### Study text
────────
In a 34-1 vote, the Senate voted to pass restrictions on the doctor/patient relationship as it applies to medical marijuana. Republican Shawn Mitchell of Broomfield was the only dissenting vote, purportedly because Colorado’s Amendment 20, which allows for medicinal marijuana use, is part of our constitution and therefore should be upheld as written.
The new bill requires that doctors can no longer meet briefly with a patient and endorse their need for medical marijuana. Instead, doctors must review a patient’s medical records, give him or her a full exam, and even provide follow-up treatment. Additionally, doctors cannot meet with patients within dispensaries, nor can they accept monetary incentives from the dispensaries. Patients between the ages of 18-21 need two doctors to attest to their need for medicinal marijuana.
────────
### Extracted entries
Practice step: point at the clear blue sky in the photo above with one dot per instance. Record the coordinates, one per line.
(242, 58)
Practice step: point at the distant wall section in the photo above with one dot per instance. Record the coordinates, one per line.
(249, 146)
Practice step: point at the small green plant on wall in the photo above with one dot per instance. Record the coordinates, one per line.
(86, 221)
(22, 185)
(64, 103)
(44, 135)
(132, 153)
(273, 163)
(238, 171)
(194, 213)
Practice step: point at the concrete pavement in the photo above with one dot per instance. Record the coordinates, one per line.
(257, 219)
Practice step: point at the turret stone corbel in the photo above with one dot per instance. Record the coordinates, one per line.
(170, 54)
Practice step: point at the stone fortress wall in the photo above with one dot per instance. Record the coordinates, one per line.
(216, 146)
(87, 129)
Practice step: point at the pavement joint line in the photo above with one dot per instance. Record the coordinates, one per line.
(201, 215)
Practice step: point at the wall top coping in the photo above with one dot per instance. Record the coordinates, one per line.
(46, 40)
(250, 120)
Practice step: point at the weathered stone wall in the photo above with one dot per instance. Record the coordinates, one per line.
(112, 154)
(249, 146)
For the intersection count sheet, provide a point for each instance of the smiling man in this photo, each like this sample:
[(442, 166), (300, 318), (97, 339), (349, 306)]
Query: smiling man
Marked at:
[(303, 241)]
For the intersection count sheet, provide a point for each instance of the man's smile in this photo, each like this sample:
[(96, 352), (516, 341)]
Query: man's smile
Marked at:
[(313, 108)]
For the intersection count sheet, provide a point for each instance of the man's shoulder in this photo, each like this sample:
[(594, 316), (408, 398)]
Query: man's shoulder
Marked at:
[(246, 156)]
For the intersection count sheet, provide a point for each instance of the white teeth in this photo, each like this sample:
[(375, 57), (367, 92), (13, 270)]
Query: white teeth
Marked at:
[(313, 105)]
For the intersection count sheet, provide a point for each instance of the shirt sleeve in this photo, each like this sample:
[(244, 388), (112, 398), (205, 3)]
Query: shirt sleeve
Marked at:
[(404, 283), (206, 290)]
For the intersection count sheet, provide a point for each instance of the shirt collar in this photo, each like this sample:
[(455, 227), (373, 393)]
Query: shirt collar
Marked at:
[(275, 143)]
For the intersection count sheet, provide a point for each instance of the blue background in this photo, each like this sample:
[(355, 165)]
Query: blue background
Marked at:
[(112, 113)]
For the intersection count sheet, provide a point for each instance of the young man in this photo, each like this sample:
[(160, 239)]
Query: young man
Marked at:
────────
### Problem 1
In the passage on the medical marijuana bill, repeat the stretch from "In a 34-1 vote, the" through "for medicinal marijuana.", switching "dispensaries" to "pharmacies".
### Problem 2
Under the medical marijuana bill, how many doctors must attest to the need of patients aged 18 to 21?
### Problem 3
Carry on the passage about Colorado's medical marijuana bill from its last sentence.

### Written reply 1
In a 34-1 vote, the Senate voted to pass restrictions on the doctor/patient relationship as it applies to medical marijuana. Republican Shawn Mitchell of Broomfield was the only dissenting vote, purportedly because Colorado’s Amendment 20, which allows for medicinal marijuana use, is part of our constitution and therefore should be upheld as written.
The new bill requires that doctors can no longer meet briefly with a patient and endorse their need for medical marijuana. Instead, doctors must review a patient’s medical records, give him or her a full exam, and even provide follow-up treatment. Additionally, doctors cannot meet with patients within pharmacies, nor can they accept monetary incentives from the pharmacies. Patients between the ages of 18-21 need two doctors to attest to their need for medicinal marijuana.

### Written reply 2
Two doctors.

### Written reply 3
Prominent medical marijuana activist attorney Robert Corry testified against the bill, noting that it made it more difficult for sick patients to get the care they needed. Corry also points out that medicinal marijuana helps people with debilitating diseases overcome additions to “dangerous narcotic pain medications” which they would be dependent on if medicinal marijuana was not available to them.
Senator Romer has also cited correspondence from patients who traded pain medications for marijuana, but who also wanted stricter regulations on the medical marijuana industry so that their own treatment would not be threatened.
Originally, Senator Romer and others had pushed for an all-encompassing medical marijuana law reform, with dispensaries/caregivers facing regulation as well. That bill faced extreme opposition, so the bill was split into two parts: the doctor/patient relationship bill passed today by the Senate, and a bill regarding dispensaries and caregivers which will make its way through the House.